> **TAREFAS PROPOSTAS**
1. Responda com base no texto sobre diversidade no cinema:
(a) A quem o termo "diversidade" se referia inicialmente?
(b) Que palavra os movimentos sociais que lutam pela diversidade preferem usar no lugar de "igualdade"?
(c) Quais grupos o texto menciona como não empregados pelo mercado cinematográfico em cargos proeminentes?
2. Prossiga com o texto sobre diversidade no cinema a partir da última frase apresentada.

> **TEXTO DO DOCUMENTO**
------------------------------------

A diversidade no cinema é uma questão que dá margem para discussões profundas. Ela passa pela representatividade de diferentes grupos sociais nas telas, criando, atuando e assistindo a tramas que apresentem ideias que dialogam com sua realidade, não visões preconcebidas e estereotipadas.
É curioso notar que o audiovisual, principalmente pelas grandes produções que atingem milhões de espectadores ao redor do mundo, tem o poder de criar padrões de comportamento. Assim, ao não incluir esses grupos de indivíduos nas obras, ele atua, mesmo que não intencionalmente, para invisibilizá-los, o que lhes tira a liberdade de expressão.
Indo além nessa discussão, a diversidade também é uma questão trabalhista. Quando o mercado cinematográfico não emprega pessoas negras, LGBT e mulheres para cargos proeminentes em produções, ele contribui para que esses profissionais desistam da profissão.
No artigo de hoje, vamos discutir a importância da diversidade no cinema, e nosso objetivo é aprofundar essa discussão tanto quanto possível. Continue a leitura e saiba o que é esse conceito, por que discuti-lo, quais são suas pautas e como seria um cinema mais inclusivo.
O que é considerado diversidade no cinema?
Inicialmente utilizado para se referir às pessoas com deficiências (PcD), o termo “diversidade” tem sido aplicado em outros contextos, nos últimos anos. Ele passou a englobar também a visibilidade de indivíduos cujo acesso a determinados bens e serviços é limitado por causa da cor de sua pele, do seu gênero ou da sua orientação sexual.
É preciso levar em consideração que essas pessoas quase sempre são cerceadas do seu acesso à cultura. Mais que isso, elas não têm condições de arcar com os estudos na área que escolheram trabalhar, devido à sua situação de fragilidade socioeconômica.
Visto que na maior parte dos casos isso acontece com esses indivíduos desde muito novos, não seria correto falar de “igualdade” de oportunidades, e os movimentos sociais que lutam pela diversidade preferem utilizar a palavra “equidade”.

------------------------------------

> **DADOS FORNECIDOS**

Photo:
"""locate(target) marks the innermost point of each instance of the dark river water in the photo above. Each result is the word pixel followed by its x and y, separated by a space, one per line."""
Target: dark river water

------------------------------------

> **RESPOSTAS POR TAREFA**
1.
(a) Às pessoas com deficiências (PcD).
(b) "Equidade".
(c) Pessoas negras, LGBT e mulheres.

2.
Essa substituição vocabular tem um motivo: não é possível promover igualdade em um contexto em que as pessoas partem de condições desiguais. Logo, é dever da indústria e dos grupos de trabalho de cinema oferecer condições diferentes para cada indivíduo, de modo a equilibrar as oportunidades.
Mais especificamente quanto às diferentes facetas das lutas pela diversidade, há várias áreas de abordagem, que são também os temas das lutas dos diferentes movimentos sociais:
- diversidade étnica — no Brasil, a maior parte da população é composta por negros, no entanto, esse número não está refletido proporcionalmente no mercado de trabalho e nos cargos de liderança ocupados;
- diversidade de gênero — mulheres, mesmo as cis sexuais, recebem salários menores que os homens no cinema, a exemplo do que acontece em outros campos da sociedade, enquanto homens e mulheres transsexuais sofrem com o desemprego e o preconceito;
- diversidade sexual — gays, lésbicas e bissexuais atuam em diferentes ramos do cinema, mas são muito modestamente representados nos filmes, havendo poucos ou nenhum personagem que apresente suas vivências ou questões nos roteiros.
Quando prêmios como o Oscar deixam de ser inclusivos, o que observamos não é uma atitude isolada, mas a ponta de um iceberg. Os grupos sociais vulneráveis não conseguem assistir filmes, nem estudar cinema. Se conseguem superar tudo isso, também vão ter dificuldades para inscrever seus filmes em festivais.
Qual é a importância da diversidade no cinema?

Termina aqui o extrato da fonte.